◆ **Passage**:

## Start

There are a number of good reasons to take careful notes while you are in sales calls. First, it’s helpful to your cause for your dream client to watch you writing down what they say, since it shows that you care enough to document what’s important to them. More practically, your brain isn’t the most trustworthy place to keep all the things you want to recall later, which is one reason writing (and typing) exists.
If you can’t trust your brain to recall what you had for lunch last Wednesday, don’t trust it with valuable information about your client’s needs and concerns. Taking those notes, however, is only the first step.
Why You Must Take Notes
As stated above, part of creating and winning new deals is demonstrating your engagement to the decision-makers and decision-shapers at your client’s company. It’s poor form to show up without something on which to take notes, since your contacts will assume that you likewise lack real interest in the project, devastating your ability to win their business. It’s always impressive to watch a waiter take eight meal orders and memorize them all— until you end up with the wrong dish for dinner.
Throughout the sales conversation, your client is going to reveal information that can and will help you win their business. They’ll share some of the challenges they have experienced, what they have tried in the past, what they believe the right solution might be, and if you ask good questions, who else in the company will need to be part of the process. They will also disclose their preferences and often their motivations, which can give you a significant edge during the sale.
In your notes, you want to capture anything that might be useful to you later, along with everything that your contact says is important to them as they decide what solution to buy and who to work with in the future.

## End

◆ **Raw records**:
## Start

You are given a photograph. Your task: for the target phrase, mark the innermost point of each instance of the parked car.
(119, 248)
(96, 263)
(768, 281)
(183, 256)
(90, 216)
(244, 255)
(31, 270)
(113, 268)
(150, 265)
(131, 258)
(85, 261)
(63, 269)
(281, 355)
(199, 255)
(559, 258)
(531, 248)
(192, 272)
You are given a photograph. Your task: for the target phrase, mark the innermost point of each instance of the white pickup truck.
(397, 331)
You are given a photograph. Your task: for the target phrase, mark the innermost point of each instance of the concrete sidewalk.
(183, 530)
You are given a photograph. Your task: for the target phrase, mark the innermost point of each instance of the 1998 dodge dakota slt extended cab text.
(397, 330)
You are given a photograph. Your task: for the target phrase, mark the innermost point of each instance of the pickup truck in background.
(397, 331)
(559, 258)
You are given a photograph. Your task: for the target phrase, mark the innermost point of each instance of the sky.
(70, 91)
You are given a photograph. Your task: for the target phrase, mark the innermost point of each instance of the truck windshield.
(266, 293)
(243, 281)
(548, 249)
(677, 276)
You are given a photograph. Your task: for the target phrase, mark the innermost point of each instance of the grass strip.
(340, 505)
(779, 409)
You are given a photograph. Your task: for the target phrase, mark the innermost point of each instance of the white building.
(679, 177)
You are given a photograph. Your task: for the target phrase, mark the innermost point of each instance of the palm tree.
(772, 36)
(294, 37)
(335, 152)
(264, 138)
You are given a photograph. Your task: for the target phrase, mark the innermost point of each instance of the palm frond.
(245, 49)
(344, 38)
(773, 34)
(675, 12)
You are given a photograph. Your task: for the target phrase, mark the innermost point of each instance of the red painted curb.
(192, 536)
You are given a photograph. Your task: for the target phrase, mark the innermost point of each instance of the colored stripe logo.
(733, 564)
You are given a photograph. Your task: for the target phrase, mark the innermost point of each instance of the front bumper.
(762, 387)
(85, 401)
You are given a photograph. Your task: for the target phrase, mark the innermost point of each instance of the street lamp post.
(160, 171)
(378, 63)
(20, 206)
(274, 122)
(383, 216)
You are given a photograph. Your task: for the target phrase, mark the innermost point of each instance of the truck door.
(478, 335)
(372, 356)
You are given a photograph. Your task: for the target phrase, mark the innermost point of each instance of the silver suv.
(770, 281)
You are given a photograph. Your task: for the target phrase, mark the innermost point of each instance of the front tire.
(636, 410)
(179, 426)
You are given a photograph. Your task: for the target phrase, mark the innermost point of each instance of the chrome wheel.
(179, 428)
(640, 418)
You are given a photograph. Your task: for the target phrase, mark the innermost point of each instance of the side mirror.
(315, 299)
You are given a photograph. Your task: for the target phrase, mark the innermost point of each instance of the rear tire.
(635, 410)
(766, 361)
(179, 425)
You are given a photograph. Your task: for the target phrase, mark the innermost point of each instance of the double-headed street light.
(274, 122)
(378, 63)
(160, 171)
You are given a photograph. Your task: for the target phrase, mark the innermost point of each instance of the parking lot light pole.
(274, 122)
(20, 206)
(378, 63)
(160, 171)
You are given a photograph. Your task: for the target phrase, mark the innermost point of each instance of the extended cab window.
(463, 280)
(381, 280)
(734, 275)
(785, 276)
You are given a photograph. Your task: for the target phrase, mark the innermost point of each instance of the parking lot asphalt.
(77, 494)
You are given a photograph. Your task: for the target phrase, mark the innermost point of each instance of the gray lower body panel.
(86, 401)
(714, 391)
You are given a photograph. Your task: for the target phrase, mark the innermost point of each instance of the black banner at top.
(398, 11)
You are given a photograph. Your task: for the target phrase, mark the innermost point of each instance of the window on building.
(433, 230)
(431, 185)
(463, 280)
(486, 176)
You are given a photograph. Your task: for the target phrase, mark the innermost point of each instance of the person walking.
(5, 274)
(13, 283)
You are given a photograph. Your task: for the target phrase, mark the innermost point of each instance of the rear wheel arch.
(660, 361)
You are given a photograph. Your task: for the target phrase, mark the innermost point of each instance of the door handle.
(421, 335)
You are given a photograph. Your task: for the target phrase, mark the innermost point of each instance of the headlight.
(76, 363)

## End

◆ **Directive 1**:
Answer these questions using the passage on note-taking in sales calls.
(a) What does watching you write down what they say show your dream client?
(b) What does the waiter who memorizes eight meal orders end up causing?
(c) Besides their challenges, what two things does the client often disclose that can give you a significant edge during the sale?
◆ **Directive 2**:
Summarize the passage on note-taking in sales calls in two sentences.
◆ **Directive 3**:
Extend the passage on note-taking in sales calls, picking up after its final sentence.

◆ **Result 1**:
(a) It shows that you care enough to document what's important to them.
(b) You end up with the wrong dish for dinner.
(c) Their preferences and their motivations.

◆ **Result 2**:
Taking careful notes during sales calls shows the client that you care about what matters to them, and it protects valuable information that your memory can't be trusted to hold. Because clients reveal their challenges, past attempts, preferred solutions, preferences and motivations, your notes should capture anything useful later and everything your contact says matters in choosing a solution and a partner.

◆ **Result 3**:
What to Do with Those Notes
No doubt, many of the notes you have taken in meetings are still on a yellow legal pad in the trunk of your car, or on a scrap of paper in a drawer somewhere, or in a stack of folders somewhere near your desk. If you used an electronic device to take notes, your scribblings are now in the wasteland of digital clutter that is your laptop. So don’t let your notes languish: put them to use immediately after your meeting by processing them into something useful.
Say you have a note that reads, “Partner failed them 2x month. Missed deadline for major acct.” That’s a useful note, but only after you process it to say, “Their current partner failed them twice in the last month. They missed two deadlines, and it damaged their relationship with their larger customer. This is compelling them to change.” Another note might read, “New initiative. New client. SLA penalties.”
Again, making it meaningful will be much easier right now than next month. You might end up with something like this: “The company won a new customer with a new initiative. They have never done what they are being asked to do. Their customer has a service-level agreement with harsh penalties, and they want to ensure that they can meet their customer’s demands without paying penalties that would cause them to lose money. This is another reason they are looking for a new partner, and it’s the real problem they are trying to solve.”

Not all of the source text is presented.